[Natural language region descriptions]
——————————

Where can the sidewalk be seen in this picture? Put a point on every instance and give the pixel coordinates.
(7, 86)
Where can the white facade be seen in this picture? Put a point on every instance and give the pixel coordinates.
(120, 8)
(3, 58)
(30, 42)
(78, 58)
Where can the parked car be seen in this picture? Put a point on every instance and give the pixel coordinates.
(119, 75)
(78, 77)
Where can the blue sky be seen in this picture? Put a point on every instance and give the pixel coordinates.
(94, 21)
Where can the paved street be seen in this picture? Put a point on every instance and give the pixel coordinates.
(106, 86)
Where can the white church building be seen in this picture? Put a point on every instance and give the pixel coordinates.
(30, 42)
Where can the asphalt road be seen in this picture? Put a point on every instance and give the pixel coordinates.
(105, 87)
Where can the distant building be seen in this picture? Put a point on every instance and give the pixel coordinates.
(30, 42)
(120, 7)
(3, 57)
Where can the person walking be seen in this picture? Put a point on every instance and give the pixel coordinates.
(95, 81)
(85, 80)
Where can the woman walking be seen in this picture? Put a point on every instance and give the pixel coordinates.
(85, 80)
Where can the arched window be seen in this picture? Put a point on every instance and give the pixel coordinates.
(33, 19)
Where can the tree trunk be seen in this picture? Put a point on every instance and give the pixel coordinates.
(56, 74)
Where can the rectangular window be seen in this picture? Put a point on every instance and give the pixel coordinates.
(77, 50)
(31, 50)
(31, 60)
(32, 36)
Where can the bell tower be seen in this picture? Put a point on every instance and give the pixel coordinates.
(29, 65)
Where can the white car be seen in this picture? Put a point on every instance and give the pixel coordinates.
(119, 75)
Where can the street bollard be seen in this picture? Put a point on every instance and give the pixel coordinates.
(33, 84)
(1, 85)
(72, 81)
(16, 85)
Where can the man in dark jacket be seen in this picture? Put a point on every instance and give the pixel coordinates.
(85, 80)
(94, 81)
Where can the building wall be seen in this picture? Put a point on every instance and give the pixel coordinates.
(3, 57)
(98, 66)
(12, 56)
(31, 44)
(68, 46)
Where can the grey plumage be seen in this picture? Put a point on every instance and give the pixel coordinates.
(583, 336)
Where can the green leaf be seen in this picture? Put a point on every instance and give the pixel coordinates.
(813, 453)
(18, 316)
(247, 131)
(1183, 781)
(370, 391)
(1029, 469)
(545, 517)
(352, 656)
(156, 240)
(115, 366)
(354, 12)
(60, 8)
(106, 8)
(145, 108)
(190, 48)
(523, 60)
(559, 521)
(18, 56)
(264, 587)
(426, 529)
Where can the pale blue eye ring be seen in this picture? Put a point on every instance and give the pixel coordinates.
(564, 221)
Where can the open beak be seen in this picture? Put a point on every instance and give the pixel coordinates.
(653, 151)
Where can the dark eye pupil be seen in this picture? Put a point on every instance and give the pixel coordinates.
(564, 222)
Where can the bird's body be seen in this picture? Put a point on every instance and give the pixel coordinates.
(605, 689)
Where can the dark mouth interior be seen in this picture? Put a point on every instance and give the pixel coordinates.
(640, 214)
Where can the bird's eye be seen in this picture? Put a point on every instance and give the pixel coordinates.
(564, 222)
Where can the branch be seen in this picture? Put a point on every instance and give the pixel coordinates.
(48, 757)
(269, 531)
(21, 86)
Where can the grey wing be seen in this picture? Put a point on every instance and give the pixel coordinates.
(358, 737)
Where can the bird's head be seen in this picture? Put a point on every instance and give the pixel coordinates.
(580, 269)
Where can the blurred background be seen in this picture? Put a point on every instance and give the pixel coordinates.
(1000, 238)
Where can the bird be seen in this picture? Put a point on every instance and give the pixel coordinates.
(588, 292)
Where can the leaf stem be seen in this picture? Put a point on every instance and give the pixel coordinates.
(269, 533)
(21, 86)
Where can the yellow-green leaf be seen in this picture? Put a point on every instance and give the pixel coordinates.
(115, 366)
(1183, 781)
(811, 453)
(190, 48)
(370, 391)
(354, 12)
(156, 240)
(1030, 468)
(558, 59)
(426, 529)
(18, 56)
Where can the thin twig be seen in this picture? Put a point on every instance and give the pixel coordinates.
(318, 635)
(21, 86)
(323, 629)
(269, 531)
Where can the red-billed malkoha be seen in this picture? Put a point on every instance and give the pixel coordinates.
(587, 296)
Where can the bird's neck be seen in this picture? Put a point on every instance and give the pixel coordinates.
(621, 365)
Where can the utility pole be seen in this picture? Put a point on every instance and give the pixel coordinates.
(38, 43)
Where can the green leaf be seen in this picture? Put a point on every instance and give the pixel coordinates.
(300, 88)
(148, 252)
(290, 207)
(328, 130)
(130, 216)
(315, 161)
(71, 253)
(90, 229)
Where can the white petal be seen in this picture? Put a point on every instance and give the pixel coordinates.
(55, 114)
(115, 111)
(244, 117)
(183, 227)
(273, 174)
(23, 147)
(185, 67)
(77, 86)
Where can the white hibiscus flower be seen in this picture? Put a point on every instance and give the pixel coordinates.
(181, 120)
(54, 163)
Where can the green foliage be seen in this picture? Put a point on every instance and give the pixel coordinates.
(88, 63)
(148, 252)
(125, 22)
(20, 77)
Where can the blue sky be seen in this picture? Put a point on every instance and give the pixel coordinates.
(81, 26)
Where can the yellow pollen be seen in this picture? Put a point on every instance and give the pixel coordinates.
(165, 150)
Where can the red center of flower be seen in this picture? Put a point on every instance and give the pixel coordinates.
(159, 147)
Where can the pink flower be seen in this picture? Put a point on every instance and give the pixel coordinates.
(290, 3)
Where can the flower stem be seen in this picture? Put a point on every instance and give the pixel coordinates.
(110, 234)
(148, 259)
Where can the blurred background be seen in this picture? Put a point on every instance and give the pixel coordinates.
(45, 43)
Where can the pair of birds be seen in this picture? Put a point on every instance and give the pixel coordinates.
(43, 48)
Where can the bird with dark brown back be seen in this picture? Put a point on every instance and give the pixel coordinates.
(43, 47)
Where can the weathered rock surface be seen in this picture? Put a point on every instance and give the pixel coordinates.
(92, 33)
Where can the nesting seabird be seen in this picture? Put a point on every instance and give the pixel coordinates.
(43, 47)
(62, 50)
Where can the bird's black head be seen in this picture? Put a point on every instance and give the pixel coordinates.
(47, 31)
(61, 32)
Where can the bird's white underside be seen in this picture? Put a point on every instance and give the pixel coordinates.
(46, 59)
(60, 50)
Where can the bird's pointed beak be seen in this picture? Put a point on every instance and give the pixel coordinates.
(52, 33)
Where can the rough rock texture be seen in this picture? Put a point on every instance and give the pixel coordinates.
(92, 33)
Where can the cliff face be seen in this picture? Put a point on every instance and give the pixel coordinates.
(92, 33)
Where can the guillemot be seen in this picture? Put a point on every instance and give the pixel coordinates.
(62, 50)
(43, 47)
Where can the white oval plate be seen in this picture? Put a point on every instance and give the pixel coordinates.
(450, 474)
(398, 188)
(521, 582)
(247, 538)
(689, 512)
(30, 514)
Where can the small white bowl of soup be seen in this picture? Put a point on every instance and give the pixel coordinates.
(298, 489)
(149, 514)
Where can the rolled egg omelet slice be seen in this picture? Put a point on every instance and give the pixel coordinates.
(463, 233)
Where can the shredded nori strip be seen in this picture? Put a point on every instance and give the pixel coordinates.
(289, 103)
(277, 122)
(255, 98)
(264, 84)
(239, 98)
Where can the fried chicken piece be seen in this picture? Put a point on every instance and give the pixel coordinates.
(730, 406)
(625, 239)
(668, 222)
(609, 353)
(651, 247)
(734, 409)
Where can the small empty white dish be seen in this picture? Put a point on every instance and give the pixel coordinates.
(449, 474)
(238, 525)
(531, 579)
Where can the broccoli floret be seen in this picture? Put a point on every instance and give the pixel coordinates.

——————————

◆ **WORK INSTRUCTION**
Write the records again exactly as they stand.

◆ **RESPONSE AREA**
Where can the sidewalk be seen in this picture? Put a point on every instance and give the pixel coordinates.
(7, 86)
Where can the white facade be seen in this picture? Put a point on every instance and give the pixel coordinates.
(120, 8)
(3, 58)
(30, 42)
(78, 58)
Where can the parked car be seen in this picture? Put a point on every instance and give the pixel coordinates.
(119, 75)
(78, 77)
Where can the blue sky be seen in this picture? Put a point on every instance and give the pixel coordinates.
(94, 21)
Where can the paved street be seen in this picture? Put a point on every instance and give the pixel coordinates.
(106, 86)
Where can the white church building be seen in this picture? Put a point on every instance and give the pixel coordinates.
(30, 42)
Where can the asphalt road be seen in this picture? Put a point on every instance and give the pixel coordinates.
(105, 87)
Where can the distant building be seen in this picture? Put a point on every instance and give the pixel coordinates.
(30, 42)
(120, 7)
(3, 57)
Where can the person walking be seen in this picture? Put a point on every instance and give the pixel coordinates.
(95, 81)
(85, 80)
Where can the woman walking be seen in this picture? Put a point on every instance and give the pixel coordinates.
(85, 80)
Where can the arched window be seen in this picture? Put a point on every instance and give the pixel coordinates.
(33, 19)
Where can the tree trunk be seen in this picture? Put a point on every instance and give the pixel coordinates.
(56, 74)
Where can the rectangular window be seen in this picture? Put a point on every instance and give the pixel coordinates.
(77, 50)
(31, 50)
(31, 60)
(32, 36)
Where can the bell tower be seen in this picture? Put a point on every instance and give the pixel coordinates.
(29, 65)
Where can the white car be seen in this picture? Put a point on every instance and give the pixel coordinates.
(119, 75)
Where can the street bollard be seen in this picture? Put a point on every instance and give the pixel coordinates.
(33, 84)
(1, 85)
(72, 81)
(16, 85)
Where can the man in dark jacket be seen in this picture? Put a point on every instance and give the pixel coordinates.
(85, 80)
(94, 81)
Where can the building wall be seen in this picture? Put a point on every instance and give the pixel coordinates.
(3, 57)
(98, 66)
(12, 56)
(31, 44)
(68, 46)
Where can the grey plumage be seen in this picture? Put a point on every instance and give the pixel coordinates.
(583, 336)
Where can the green leaf be seen in this picture? Put a point on every instance and give the pixel coordinates.
(813, 453)
(18, 316)
(247, 131)
(1183, 781)
(370, 391)
(1029, 469)
(545, 517)
(352, 656)
(156, 240)
(115, 366)
(354, 12)
(60, 8)
(106, 8)
(145, 108)
(190, 48)
(523, 60)
(559, 521)
(18, 56)
(264, 587)
(426, 529)
Where can the pale blue eye ring be seen in this picture? Put a point on every instance and give the pixel coordinates.
(564, 221)
Where can the open beak be seen in this picture? Put a point on every instance and give the pixel coordinates.
(653, 151)
Where can the dark eye pupil be seen in this picture? Put a point on every instance and give the pixel coordinates.
(564, 222)
Where can the bird's body be seen in this picture? Put a point on every instance and give the pixel coordinates.
(605, 689)
Where can the dark mouth interior be seen in this picture? Put a point on every instance and give the pixel coordinates.
(640, 214)
Where can the bird's eye be seen in this picture? Put a point on every instance and give the pixel coordinates.
(564, 222)
Where can the branch be seen in this picture? Put a point on every instance and give the pixel coordinates.
(48, 757)
(269, 531)
(21, 86)
Where can the grey wing be seen in this picture? Put a point on every instance and give the pixel coordinates.
(358, 737)
Where can the bird's head be seen in this picture? Put a point on every instance and give the pixel coordinates.
(580, 269)
Where can the blurred background be seen in this picture? Put a point on every instance and give the pixel coordinates.
(1000, 238)
Where can the bird be seen in this picture? Put a point on every instance and give the pixel coordinates.
(588, 292)
Where can the leaf stem be seen in this picture? Put a point on every instance and give the pixel coordinates.
(269, 533)
(21, 86)
Where can the yellow-green leaf be seen in this picture? Put a point on every instance and give the pixel coordinates.
(115, 366)
(1183, 781)
(811, 453)
(190, 48)
(370, 391)
(354, 12)
(156, 240)
(1030, 468)
(558, 59)
(426, 529)
(18, 56)
Where can the thin twig be seen in this picture? Put a point on every instance and give the pixel coordinates.
(318, 635)
(21, 86)
(323, 629)
(269, 531)
Where can the red-billed malkoha be seen in this picture? Put a point on every instance and give the pixel coordinates.
(587, 296)
Where can the bird's neck be seen in this picture? Put a point on every instance and give the pixel coordinates.
(621, 365)
Where can the utility pole be seen in this picture? Put a point on every instance and give the pixel coordinates.
(38, 43)
Where can the green leaf be seen in this picture? Put a point on every instance and give the pixel coordinates.
(300, 88)
(148, 252)
(290, 207)
(328, 130)
(130, 216)
(315, 161)
(71, 253)
(90, 229)
Where can the white petal be seen in this picture? Put a point on every instance and give the pixel coordinates.
(55, 114)
(115, 111)
(244, 117)
(183, 227)
(273, 174)
(23, 147)
(185, 67)
(77, 86)
Where can the white hibiscus flower be seen in this picture? Put a point on every instance and give the pixel coordinates.
(181, 120)
(54, 163)
Where can the green foliage be seen in this picture? Put a point on every instance and give the pixel coordinates.
(88, 63)
(148, 252)
(125, 22)
(20, 77)
Where can the blue sky be seen in this picture? Put a point on every instance and give the pixel coordinates.
(81, 26)
Where can the yellow pollen be seen in this picture? Put a point on every instance and give the pixel coordinates.
(165, 150)
Where can the red center of flower be seen in this picture? Put a point on every instance and give the pixel coordinates.
(159, 147)
Where can the pink flower be seen in this picture? Put a point on every instance and give the pixel coordinates.
(290, 3)
Where can the flower stem be seen in this picture? Put a point on every instance and give the pixel coordinates.
(110, 234)
(148, 259)
Where can the blurred background be seen in this picture? Put a point on every instance and give the pixel coordinates.
(45, 43)
Where can the pair of birds be seen in this picture? Put a point on every instance and give the pixel coordinates.
(43, 48)
Where can the bird with dark brown back be seen in this picture? Put a point on every instance and give the pixel coordinates.
(43, 47)
Where can the weathered rock surface be seen in this picture? Put a point on every instance and give the pixel coordinates.
(92, 33)
Where can the nesting seabird be seen in this picture? Put a point on every instance and give the pixel coordinates.
(43, 47)
(62, 50)
Where can the bird's black head be seen in this picture? Put a point on every instance and give the pixel coordinates.
(47, 31)
(61, 32)
Where can the bird's white underside be seen in this picture? Put a point on every instance and give the pixel coordinates.
(46, 59)
(60, 50)
Where can the bird's pointed beak be seen in this picture? Put a point on every instance and give the pixel coordinates.
(52, 33)
Where can the rough rock texture be seen in this picture? Put a point on every instance and give the pixel coordinates.
(92, 33)
Where can the cliff face be seen in this picture? Put a point on every instance and give the pixel coordinates.
(92, 33)
Where can the guillemot be seen in this picture? Put a point on every instance and give the pixel coordinates.
(62, 50)
(43, 47)
Where can the white oval plate be seen in this picture? Put a point on every instance and give the pixel coordinates.
(450, 474)
(398, 188)
(521, 582)
(247, 538)
(689, 512)
(30, 514)
Where can the small white bowl of soup be seen in this picture? Put a point on every instance and give the pixel coordinates.
(298, 489)
(149, 514)
Where can the rolled egg omelet slice be seen in this picture? Put a point on every instance and give the pixel coordinates.
(463, 233)
Where can the shredded nori strip be seen in this picture? Put a point on every instance and give the pixel coordinates.
(289, 103)
(277, 122)
(255, 98)
(264, 84)
(239, 98)
Where can the fried chicken piece be seen in this picture? Put a point on every instance and give the pixel coordinates.
(730, 406)
(625, 239)
(668, 222)
(609, 353)
(651, 247)
(734, 409)
Where can the small empty white dish be seen in this picture? Put a point on every instance and give the pixel coordinates.
(449, 474)
(238, 525)
(531, 579)
Where can the broccoli floret be seen in this picture? Put a point on every instance and give the pixel coordinates.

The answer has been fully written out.